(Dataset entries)
-----
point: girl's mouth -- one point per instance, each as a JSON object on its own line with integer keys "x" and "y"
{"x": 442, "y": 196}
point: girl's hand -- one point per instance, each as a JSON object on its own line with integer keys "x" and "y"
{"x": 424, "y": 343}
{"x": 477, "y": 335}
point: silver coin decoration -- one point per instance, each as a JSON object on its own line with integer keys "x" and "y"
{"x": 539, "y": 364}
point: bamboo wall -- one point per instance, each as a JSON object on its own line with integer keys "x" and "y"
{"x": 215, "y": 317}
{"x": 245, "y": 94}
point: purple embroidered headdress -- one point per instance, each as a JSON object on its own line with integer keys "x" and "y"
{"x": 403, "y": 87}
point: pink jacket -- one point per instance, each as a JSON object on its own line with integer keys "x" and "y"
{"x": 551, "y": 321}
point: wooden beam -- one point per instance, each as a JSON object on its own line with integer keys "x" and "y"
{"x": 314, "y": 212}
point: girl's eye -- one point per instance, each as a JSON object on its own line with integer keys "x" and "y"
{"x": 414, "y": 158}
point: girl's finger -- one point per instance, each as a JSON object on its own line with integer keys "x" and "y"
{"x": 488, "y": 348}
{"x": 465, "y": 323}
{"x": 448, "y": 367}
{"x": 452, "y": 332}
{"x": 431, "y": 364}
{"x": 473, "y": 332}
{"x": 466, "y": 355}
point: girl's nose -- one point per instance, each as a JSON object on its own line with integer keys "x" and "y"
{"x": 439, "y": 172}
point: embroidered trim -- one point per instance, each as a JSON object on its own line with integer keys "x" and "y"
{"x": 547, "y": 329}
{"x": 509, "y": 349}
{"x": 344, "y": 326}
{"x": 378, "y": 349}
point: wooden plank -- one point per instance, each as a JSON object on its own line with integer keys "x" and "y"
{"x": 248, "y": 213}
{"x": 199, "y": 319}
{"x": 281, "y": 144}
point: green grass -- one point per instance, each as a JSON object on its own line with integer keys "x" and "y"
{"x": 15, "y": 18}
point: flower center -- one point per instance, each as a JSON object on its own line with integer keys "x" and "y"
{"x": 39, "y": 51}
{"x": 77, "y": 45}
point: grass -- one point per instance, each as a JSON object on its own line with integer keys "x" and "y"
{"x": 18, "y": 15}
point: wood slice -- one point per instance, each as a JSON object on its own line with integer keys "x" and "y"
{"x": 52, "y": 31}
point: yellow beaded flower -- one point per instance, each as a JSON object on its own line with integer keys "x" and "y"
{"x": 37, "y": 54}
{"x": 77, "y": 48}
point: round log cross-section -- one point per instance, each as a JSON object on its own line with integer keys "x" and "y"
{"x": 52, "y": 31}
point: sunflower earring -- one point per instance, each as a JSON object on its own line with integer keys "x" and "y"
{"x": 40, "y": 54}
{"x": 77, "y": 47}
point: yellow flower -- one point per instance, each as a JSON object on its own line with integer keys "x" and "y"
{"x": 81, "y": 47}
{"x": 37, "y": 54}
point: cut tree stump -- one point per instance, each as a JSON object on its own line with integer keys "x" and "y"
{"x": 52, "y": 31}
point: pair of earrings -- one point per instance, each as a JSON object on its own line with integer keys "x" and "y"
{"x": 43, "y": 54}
-----
▸ TASK REQUIREMENTS: Each entry needs to be copied out exactly.

▸ RESULT FOR THIS TASK:
point: girl's mouth -- one point per instance, each as a JSON object on its own line with integer keys "x" and "y"
{"x": 442, "y": 196}
point: girl's hand -- one point per instance, each as a JSON object on its own line with integer keys "x" and "y"
{"x": 424, "y": 343}
{"x": 477, "y": 335}
point: silver coin decoration -- one point per instance, each as a JSON object on its own line with integer keys "x" and "y"
{"x": 539, "y": 364}
point: bamboo wall -- one point per instance, each as a JSON object on its own line with integer keys "x" and "y"
{"x": 215, "y": 317}
{"x": 245, "y": 94}
point: purple embroidered headdress -- one point per instance, each as a JSON object on its own line with integer keys "x" and "y"
{"x": 403, "y": 87}
point: pink jacket -- one point per instance, each as a JSON object on its own line with integer keys "x" and "y"
{"x": 551, "y": 321}
point: wooden beam -- one point per instance, each as a JSON object on its own line with integer keys "x" and "y"
{"x": 314, "y": 212}
point: girl's eye -- one point per instance, each as a JSON object on its own line with integer keys "x" and "y"
{"x": 414, "y": 158}
point: girl's finger -- one point per instance, each as a JSON object on its own line with integer keys "x" and "y"
{"x": 488, "y": 348}
{"x": 465, "y": 323}
{"x": 448, "y": 367}
{"x": 452, "y": 332}
{"x": 431, "y": 364}
{"x": 473, "y": 332}
{"x": 466, "y": 355}
point: girl's nose -- one point per instance, each as a JSON object on its own line with integer keys "x" and "y"
{"x": 439, "y": 172}
point: embroidered trim -- one point per instance, each as a JSON object on its own line with integer keys "x" and "y"
{"x": 547, "y": 329}
{"x": 509, "y": 349}
{"x": 344, "y": 326}
{"x": 378, "y": 349}
point: wooden plank -- one point per instance, each as a JSON object on its own line with integer keys "x" and "y"
{"x": 248, "y": 213}
{"x": 199, "y": 319}
{"x": 281, "y": 144}
point: green grass -- one point per instance, each as a JSON object on its own line with integer keys "x" and "y"
{"x": 15, "y": 18}
point: flower center -- one point per instance, each as a JSON object on its own line with integer keys "x" and "y"
{"x": 39, "y": 51}
{"x": 77, "y": 45}
point: grass -- one point per instance, each as a JSON object on its own line with integer keys "x" and "y"
{"x": 18, "y": 15}
point: wood slice -- one point per instance, each as a JSON object on its own line with integer keys "x" and "y"
{"x": 52, "y": 31}
point: yellow beaded flower -- one point per instance, each as a JSON object on its own line with integer keys "x" and "y"
{"x": 37, "y": 54}
{"x": 77, "y": 48}
point: round log cross-section -- one point per instance, each as a JSON object on its own line with integer keys "x" and "y"
{"x": 52, "y": 31}
point: sunflower earring -- one point per instance, each as a JSON object on its own line with integer keys "x" and "y"
{"x": 40, "y": 54}
{"x": 77, "y": 47}
point: yellow flower -- one point per instance, each as a JSON object on its own line with integer keys "x" and "y"
{"x": 81, "y": 47}
{"x": 37, "y": 54}
point: cut tree stump -- one point per instance, each as a JSON object on its own line with integer keys "x" and "y"
{"x": 52, "y": 31}
point: pair of earrings -- one point per instance, each as a JSON object on its own line with integer keys "x" and "y"
{"x": 43, "y": 54}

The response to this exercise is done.